**PROBLEM TO WORK ON:** Rewrite the records starting at the line that contains "on the platform" and ending at the line that contains "point(135, 118)", swapping "canopy" for "shelter" and keeping everything else the same.

**GIVEN RECORDS:**
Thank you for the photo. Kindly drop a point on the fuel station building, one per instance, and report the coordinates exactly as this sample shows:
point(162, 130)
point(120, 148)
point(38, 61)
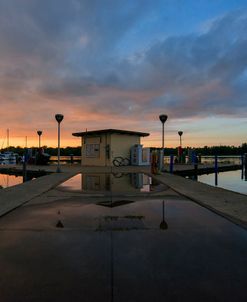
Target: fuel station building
point(109, 146)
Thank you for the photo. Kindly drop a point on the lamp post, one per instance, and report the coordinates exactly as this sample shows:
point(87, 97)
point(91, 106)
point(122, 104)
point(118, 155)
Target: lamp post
point(180, 133)
point(59, 118)
point(163, 119)
point(39, 132)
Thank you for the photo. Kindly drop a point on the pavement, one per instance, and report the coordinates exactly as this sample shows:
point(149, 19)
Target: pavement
point(65, 245)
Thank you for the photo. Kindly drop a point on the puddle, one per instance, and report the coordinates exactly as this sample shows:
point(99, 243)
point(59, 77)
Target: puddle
point(112, 184)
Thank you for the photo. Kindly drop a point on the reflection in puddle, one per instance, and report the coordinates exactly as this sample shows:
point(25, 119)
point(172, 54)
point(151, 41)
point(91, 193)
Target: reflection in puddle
point(130, 183)
point(9, 180)
point(231, 180)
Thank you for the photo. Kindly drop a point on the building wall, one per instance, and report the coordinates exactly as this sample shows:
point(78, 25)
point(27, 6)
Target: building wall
point(110, 146)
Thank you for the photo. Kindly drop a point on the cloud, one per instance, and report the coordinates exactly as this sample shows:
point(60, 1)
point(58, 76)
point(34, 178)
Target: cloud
point(65, 55)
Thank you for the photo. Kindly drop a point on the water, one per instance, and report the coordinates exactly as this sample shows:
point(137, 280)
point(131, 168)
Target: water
point(226, 159)
point(115, 183)
point(9, 180)
point(231, 180)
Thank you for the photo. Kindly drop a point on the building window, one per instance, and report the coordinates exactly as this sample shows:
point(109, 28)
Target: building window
point(92, 150)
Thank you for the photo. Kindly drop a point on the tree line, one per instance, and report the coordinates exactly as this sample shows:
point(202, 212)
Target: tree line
point(206, 150)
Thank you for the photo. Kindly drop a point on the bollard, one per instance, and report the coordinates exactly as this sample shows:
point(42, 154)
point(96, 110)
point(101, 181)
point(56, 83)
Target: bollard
point(216, 169)
point(171, 164)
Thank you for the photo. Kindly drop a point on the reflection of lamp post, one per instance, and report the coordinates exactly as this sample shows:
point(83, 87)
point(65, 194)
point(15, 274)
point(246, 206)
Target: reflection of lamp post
point(163, 119)
point(163, 224)
point(180, 133)
point(39, 132)
point(59, 118)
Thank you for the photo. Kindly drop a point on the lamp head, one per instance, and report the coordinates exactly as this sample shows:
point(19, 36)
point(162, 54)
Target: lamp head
point(163, 118)
point(59, 118)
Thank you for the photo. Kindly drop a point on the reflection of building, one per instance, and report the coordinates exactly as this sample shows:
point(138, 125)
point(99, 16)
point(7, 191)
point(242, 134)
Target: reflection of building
point(115, 183)
point(101, 147)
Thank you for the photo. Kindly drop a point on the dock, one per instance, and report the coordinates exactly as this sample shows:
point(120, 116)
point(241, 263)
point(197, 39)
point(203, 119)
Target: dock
point(187, 241)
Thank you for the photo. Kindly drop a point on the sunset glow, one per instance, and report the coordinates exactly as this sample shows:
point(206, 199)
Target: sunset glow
point(115, 64)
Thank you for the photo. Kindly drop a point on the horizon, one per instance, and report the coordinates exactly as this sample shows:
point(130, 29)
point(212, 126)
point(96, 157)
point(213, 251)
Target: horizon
point(121, 65)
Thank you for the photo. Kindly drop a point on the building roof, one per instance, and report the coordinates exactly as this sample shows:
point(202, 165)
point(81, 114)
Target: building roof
point(98, 132)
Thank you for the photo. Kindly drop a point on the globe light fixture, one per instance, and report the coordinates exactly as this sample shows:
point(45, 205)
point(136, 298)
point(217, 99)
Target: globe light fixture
point(39, 132)
point(180, 133)
point(59, 118)
point(163, 119)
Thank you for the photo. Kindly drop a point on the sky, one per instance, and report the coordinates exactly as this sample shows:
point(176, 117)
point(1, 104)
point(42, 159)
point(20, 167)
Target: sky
point(120, 64)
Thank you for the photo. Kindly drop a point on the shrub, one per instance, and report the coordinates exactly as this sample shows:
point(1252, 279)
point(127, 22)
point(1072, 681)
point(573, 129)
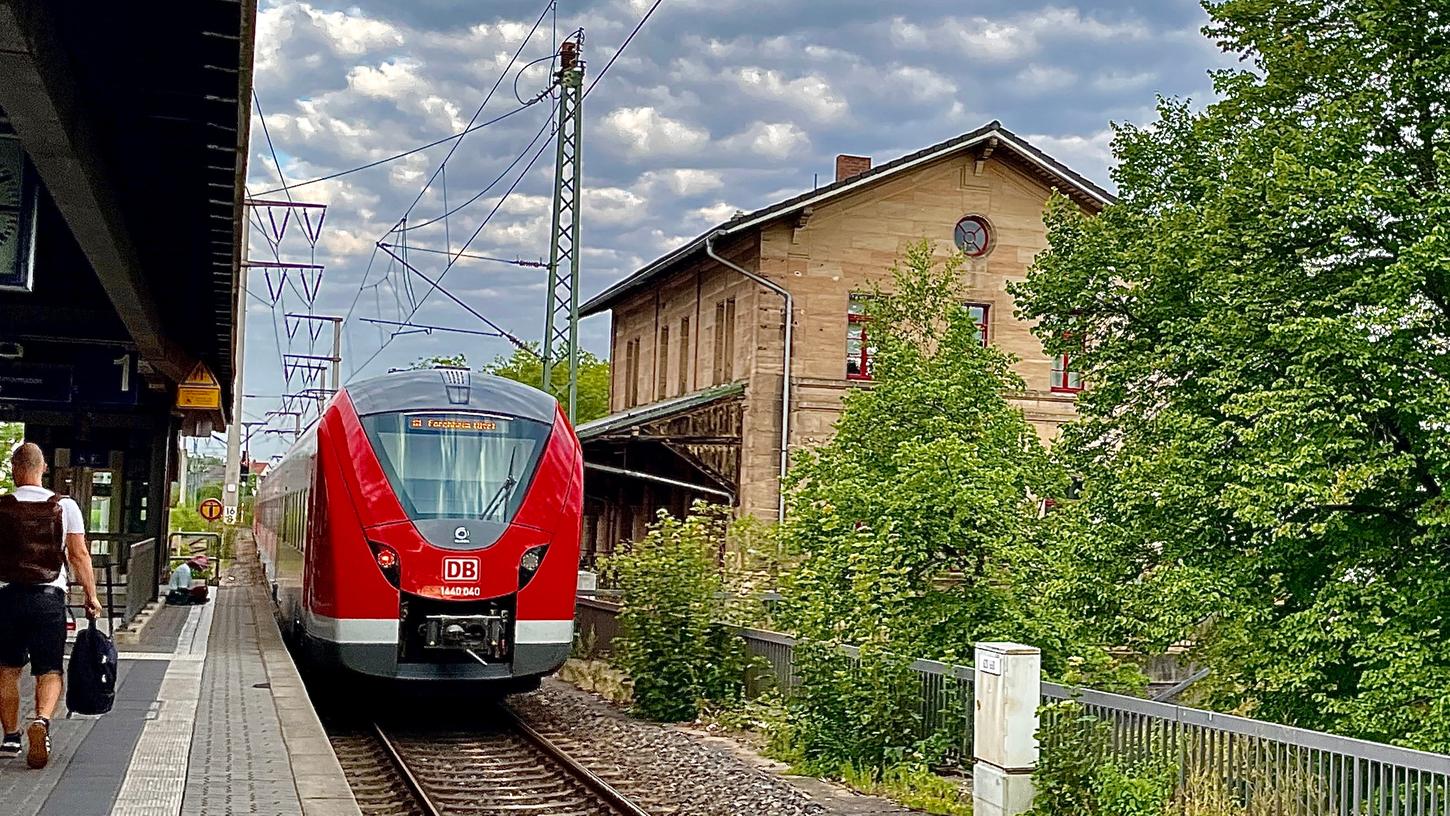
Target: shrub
point(670, 642)
point(853, 712)
point(1078, 774)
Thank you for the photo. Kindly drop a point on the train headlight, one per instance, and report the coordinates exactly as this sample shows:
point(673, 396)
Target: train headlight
point(529, 563)
point(531, 560)
point(387, 561)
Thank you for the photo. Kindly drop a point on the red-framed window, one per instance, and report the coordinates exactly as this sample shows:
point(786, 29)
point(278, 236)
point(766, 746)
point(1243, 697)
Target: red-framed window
point(1066, 380)
point(857, 344)
point(979, 313)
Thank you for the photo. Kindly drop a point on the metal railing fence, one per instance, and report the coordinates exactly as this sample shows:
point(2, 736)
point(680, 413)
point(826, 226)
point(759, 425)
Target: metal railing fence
point(1237, 764)
point(1262, 767)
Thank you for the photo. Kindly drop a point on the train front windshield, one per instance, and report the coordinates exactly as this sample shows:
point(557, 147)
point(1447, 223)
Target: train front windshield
point(448, 465)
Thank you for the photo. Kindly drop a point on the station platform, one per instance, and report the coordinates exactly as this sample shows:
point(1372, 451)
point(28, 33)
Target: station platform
point(210, 719)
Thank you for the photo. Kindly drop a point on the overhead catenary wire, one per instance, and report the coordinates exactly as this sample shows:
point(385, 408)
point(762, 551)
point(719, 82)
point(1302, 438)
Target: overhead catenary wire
point(408, 152)
point(406, 228)
point(471, 257)
point(485, 103)
point(437, 283)
point(621, 50)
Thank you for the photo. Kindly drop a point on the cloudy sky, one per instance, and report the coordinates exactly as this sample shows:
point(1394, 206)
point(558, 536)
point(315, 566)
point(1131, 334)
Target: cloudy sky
point(717, 105)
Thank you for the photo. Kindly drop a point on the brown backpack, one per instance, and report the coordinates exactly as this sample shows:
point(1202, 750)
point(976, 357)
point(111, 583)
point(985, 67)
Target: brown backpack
point(32, 539)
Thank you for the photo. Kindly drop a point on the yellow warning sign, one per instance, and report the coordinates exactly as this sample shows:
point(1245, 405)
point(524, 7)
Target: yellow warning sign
point(199, 390)
point(202, 376)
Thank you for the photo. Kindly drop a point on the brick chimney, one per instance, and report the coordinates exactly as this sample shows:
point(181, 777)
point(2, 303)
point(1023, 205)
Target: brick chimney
point(850, 167)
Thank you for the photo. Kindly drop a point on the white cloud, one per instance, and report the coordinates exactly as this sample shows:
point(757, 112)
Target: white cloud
point(354, 34)
point(1089, 155)
point(644, 131)
point(809, 93)
point(1007, 39)
point(921, 83)
point(714, 213)
point(680, 181)
point(614, 206)
point(395, 80)
point(1114, 81)
point(770, 139)
point(1041, 78)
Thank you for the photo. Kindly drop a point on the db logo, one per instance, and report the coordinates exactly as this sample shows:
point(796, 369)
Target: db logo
point(460, 570)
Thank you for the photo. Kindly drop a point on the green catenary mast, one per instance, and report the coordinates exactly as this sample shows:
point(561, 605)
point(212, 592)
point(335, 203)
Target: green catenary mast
point(561, 313)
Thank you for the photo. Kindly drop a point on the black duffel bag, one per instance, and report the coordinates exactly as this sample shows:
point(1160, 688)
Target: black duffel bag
point(90, 683)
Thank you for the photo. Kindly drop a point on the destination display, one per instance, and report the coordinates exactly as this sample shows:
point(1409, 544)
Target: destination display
point(456, 423)
point(16, 218)
point(34, 383)
point(71, 374)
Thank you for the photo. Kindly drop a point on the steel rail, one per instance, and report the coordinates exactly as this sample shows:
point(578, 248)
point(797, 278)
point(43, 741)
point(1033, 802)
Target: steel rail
point(413, 786)
point(601, 789)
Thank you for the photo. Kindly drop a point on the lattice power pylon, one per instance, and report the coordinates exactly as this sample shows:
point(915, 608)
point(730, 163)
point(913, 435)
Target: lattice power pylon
point(561, 313)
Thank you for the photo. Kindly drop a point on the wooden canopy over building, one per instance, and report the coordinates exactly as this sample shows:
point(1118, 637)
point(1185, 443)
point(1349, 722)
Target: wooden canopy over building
point(663, 455)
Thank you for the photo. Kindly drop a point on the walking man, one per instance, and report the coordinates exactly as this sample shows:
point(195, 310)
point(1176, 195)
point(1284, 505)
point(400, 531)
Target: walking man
point(39, 534)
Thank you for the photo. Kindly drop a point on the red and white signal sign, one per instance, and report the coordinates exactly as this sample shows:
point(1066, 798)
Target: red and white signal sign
point(210, 509)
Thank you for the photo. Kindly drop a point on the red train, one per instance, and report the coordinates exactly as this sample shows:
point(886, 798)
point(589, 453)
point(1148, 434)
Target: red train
point(427, 528)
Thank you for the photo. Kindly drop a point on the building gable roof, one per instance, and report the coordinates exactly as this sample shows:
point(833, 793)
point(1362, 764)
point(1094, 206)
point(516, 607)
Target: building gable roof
point(1056, 173)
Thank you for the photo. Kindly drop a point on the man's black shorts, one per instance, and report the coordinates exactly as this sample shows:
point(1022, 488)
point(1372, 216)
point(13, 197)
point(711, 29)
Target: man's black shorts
point(32, 628)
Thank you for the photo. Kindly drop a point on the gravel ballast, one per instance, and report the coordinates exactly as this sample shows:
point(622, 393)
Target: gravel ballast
point(669, 770)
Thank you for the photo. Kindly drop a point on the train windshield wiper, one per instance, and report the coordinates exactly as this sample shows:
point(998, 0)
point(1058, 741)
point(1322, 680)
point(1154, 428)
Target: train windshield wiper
point(500, 497)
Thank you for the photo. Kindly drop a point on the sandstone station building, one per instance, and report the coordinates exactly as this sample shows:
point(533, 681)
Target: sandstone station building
point(706, 336)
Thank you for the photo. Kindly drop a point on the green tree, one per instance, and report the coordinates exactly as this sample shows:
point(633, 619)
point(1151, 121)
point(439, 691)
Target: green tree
point(10, 436)
point(593, 379)
point(670, 642)
point(1263, 321)
point(915, 526)
point(909, 518)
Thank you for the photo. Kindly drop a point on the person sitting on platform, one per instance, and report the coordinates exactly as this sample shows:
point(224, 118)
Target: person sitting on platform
point(180, 590)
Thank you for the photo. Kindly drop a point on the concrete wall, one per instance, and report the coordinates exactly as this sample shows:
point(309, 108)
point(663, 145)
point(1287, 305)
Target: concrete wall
point(844, 247)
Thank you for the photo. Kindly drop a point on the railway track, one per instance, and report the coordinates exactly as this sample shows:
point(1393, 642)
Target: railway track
point(502, 768)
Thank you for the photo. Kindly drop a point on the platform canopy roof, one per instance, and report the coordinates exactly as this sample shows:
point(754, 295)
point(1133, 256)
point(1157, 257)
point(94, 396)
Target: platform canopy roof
point(135, 118)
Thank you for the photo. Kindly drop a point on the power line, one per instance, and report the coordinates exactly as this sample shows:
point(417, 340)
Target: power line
point(437, 284)
point(471, 257)
point(482, 193)
point(421, 148)
point(621, 50)
point(485, 103)
point(266, 132)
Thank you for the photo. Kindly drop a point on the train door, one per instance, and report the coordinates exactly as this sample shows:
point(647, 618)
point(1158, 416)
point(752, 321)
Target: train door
point(96, 481)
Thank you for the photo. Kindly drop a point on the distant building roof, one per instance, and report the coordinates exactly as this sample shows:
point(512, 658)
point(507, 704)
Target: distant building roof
point(1056, 173)
point(651, 412)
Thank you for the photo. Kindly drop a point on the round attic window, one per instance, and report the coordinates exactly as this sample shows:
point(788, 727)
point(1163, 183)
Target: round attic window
point(973, 236)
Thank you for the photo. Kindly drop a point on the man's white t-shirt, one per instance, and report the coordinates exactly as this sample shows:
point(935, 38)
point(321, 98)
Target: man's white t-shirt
point(71, 512)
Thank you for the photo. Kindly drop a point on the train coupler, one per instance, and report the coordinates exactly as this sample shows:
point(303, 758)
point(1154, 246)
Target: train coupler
point(485, 635)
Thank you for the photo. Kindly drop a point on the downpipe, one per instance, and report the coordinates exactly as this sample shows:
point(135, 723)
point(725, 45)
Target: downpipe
point(785, 368)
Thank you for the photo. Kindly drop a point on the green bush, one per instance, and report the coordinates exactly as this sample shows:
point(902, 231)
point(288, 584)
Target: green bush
point(670, 642)
point(1079, 776)
point(851, 712)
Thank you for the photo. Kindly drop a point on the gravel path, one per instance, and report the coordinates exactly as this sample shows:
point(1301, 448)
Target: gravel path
point(674, 770)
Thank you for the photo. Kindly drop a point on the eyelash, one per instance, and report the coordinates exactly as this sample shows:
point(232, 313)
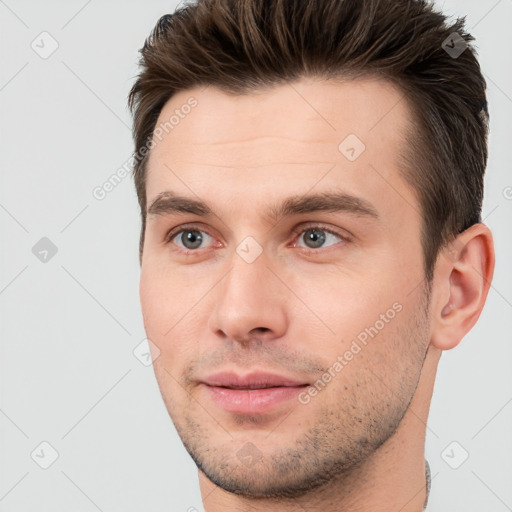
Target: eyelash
point(301, 229)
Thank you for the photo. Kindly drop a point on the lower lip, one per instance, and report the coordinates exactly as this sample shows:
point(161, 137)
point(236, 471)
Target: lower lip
point(252, 401)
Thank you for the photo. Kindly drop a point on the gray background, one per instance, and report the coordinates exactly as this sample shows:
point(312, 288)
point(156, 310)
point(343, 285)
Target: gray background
point(69, 325)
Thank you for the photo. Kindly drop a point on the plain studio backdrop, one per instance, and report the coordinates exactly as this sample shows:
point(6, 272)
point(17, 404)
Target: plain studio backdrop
point(75, 398)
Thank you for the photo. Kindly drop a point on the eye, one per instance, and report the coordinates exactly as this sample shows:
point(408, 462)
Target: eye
point(315, 237)
point(190, 238)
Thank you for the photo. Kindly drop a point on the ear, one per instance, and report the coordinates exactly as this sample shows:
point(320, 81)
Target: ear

**FINAL ANSWER:**
Thank you for the photo. Kindly drop a point on the platform shelter roof, one per instance, and report the coordinates exactly as this sample shows:
point(754, 295)
point(1133, 256)
point(1157, 257)
point(94, 396)
Target: platform shelter roof
point(135, 118)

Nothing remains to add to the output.